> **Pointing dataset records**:
[start]
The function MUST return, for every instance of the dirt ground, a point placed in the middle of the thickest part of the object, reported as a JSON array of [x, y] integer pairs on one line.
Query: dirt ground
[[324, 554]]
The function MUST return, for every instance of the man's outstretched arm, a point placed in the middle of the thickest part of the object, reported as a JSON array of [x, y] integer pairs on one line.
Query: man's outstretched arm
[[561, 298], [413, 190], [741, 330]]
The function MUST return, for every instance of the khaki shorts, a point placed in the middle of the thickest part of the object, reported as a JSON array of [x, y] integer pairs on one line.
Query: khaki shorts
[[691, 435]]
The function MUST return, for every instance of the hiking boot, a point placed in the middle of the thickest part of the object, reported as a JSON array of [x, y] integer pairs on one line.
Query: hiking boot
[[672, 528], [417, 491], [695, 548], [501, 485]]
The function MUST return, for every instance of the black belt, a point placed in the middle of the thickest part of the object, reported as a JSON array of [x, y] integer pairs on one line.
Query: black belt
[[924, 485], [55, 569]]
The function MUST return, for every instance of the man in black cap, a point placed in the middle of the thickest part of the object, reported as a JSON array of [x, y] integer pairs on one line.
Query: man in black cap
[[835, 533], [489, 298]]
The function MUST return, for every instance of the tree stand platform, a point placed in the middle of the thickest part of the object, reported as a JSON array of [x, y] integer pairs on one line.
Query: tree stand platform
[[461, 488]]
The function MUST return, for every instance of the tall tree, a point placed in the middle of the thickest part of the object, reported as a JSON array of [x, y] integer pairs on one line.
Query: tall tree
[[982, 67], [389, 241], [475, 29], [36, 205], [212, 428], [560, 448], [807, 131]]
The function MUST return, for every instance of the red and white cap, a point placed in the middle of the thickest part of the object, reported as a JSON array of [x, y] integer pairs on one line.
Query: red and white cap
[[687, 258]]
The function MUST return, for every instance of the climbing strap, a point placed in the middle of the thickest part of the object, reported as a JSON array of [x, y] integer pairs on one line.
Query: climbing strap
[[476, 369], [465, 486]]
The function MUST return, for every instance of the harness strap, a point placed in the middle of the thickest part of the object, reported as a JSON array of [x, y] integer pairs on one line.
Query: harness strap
[end]
> **Prompt**: Reproduce each record exactly, leaving nothing out.

> **Right answer**:
The function MUST return, for every instance of the dirt ground, a point placed in the middle of the thickest part of the object, reported as a JSON array of [x, y] integer pairs on one line.
Query: dirt ground
[[324, 554]]
The function MUST return, for every instance of the man's outstretched arm, a point placed in the middle of the thickest part of the object, reported as a JSON array of [x, y] integer pairs on one line.
Query: man's outstretched arm
[[561, 298], [413, 190], [741, 330]]
The function MUST return, for every instance of the khaki shorts, a point placed in the middle of the thickest part of the object, reported as a JSON array of [x, y] integer pairs on one line.
Query: khaki shorts
[[691, 435]]
The function MUST return, for every instance of the hiking boot, a point placed in the middle of the thickest part of the object, reported as a JSON array of [x, y] integer pairs on one line.
Query: hiking boot
[[672, 528], [417, 491], [695, 548], [501, 485]]
The function MUST return, for every instance of the black belt, a point placed in the middle of the thickest part of the object, reported as a JSON array of [x, y] integer pairs on one line.
Query: black belt
[[924, 485], [55, 569]]
The function MUST return, for every instance of the man in black cap, a point placed in the middle of the thickest part of the object, reported as a JSON array of [x, y] integer pairs on one line.
Query: man in black cap
[[835, 533], [489, 298]]
The function MUST return, for every instance of the tree stand platform, a point placed in the middle of the thickest part of the object, reported as a JSON array of [x, y] integer pairs on one line.
Query: tree stand platform
[[461, 488]]
The function MUST return, for every instance of the tall tree, a point placed in the middle of the thickest part of the object, reported as a JSON array of [x, y] integer pairs on one line.
Query: tall tree
[[982, 67], [389, 241], [475, 29], [36, 205], [212, 428], [560, 448], [807, 131]]
The function MUST return, for every instance of the red and white cap, a point placed in the middle of the thickest part of the object, reported as a JSON array of [x, y] integer pairs on one line.
Query: red and white cap
[[687, 258]]
The function MUST return, for every instance of the climbing strap, a point placed in the middle of the thickest part of the object, reported as a JSON array of [x, y] integer pairs on one line.
Query: climbing strap
[[476, 369], [465, 486]]
The function MUST return, for every instance of the harness strap, a point placed in the middle of the thickest part of the object, reported as a JSON array of [x, y] integer pairs on one line.
Query: harness strap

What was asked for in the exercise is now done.